Latihan Singkat A → Laporkan setiap baris dalam catatan yang memuat kata "Target".

=== Kutipan Teks ===

DI medan perang itu, 3.000 tentara tegak memegang bedil. Mereka
berdiri di balik tonggak-tonggak kayu. Mereka menunggu. Dari
seberang sana, ratusan samurai berkuda menyerbu dengan
mengacungkan tombak dan pedang. Begitu mendekat, 3.000 tentara
yang menunggu itu membidik. Tembakan menggelegar. Tubuh manusia
dan kuda terbanting jatuh, bergelimpangan. Medan perang
bersimbah darah.
Hasilnya sudah bisa diduga: mereka yang bersenjata apilah yang
menang. Senjata kebanggaan tradisional para kesatria Jepang,
pedang baja yang bagai sembilu itu, tak berdaya apa-apa ....
Adegan itu bisa dilihat pada bagian akhir film sutradara
termasyhur Akira Kurosawa, Kagemusha. Adegan itu juga bisa
dibaca di buku sejarah Jepang: peperangan Nagashino di tahun
1575. Itulah hari kemenangan Oda Nobunaga, penguasa Provinsi
Owari. Juga hari itu adalah hari yang menandai berubahnya cara
orang Jepang berperang -- dan menunjukkan bagaimana bangsa ini,
yang terkenal tertutup, pandai memanfaatkan keunggulan orang
asing.

=== Catatan yang Diberikan ===

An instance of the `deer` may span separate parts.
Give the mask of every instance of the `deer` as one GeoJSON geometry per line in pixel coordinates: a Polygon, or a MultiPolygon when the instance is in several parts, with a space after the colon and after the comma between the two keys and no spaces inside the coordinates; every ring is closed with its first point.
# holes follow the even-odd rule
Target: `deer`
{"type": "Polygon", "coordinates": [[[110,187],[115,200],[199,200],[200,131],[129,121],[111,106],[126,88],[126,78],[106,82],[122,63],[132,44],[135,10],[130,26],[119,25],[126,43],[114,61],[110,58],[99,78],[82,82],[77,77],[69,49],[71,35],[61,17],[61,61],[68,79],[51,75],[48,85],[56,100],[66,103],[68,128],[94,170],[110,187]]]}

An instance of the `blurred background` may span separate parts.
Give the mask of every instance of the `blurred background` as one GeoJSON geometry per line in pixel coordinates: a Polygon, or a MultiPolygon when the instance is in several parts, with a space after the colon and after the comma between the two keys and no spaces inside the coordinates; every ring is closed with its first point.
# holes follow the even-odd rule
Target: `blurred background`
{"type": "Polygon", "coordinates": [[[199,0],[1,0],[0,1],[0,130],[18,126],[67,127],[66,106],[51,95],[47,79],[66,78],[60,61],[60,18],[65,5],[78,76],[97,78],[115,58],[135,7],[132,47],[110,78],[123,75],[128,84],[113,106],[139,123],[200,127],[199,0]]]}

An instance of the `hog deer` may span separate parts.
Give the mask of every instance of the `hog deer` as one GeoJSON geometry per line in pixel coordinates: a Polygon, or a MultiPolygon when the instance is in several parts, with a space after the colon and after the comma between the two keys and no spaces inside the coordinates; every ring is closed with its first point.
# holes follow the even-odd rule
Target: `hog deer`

===

Latihan Singkat B → Menurut kutipan di atas, mengapa pihak yang bersenjata api menang dalam pertempuran itu?

Jawaban Latihan A →
Target: `deer`
Target: `blurred background`
Target: `hog deer`

Jawaban Latihan B → Saat ratusan samurai berkuda menyerbu dan mendekat, 3.000 tentara yang menunggu di balik tonggak kayu langsung membidik dan menembak. Senjata kebanggaan para kesatria Jepang, yaitu pedang baja yang tajam bagai sembilu, sama sekali tak berdaya.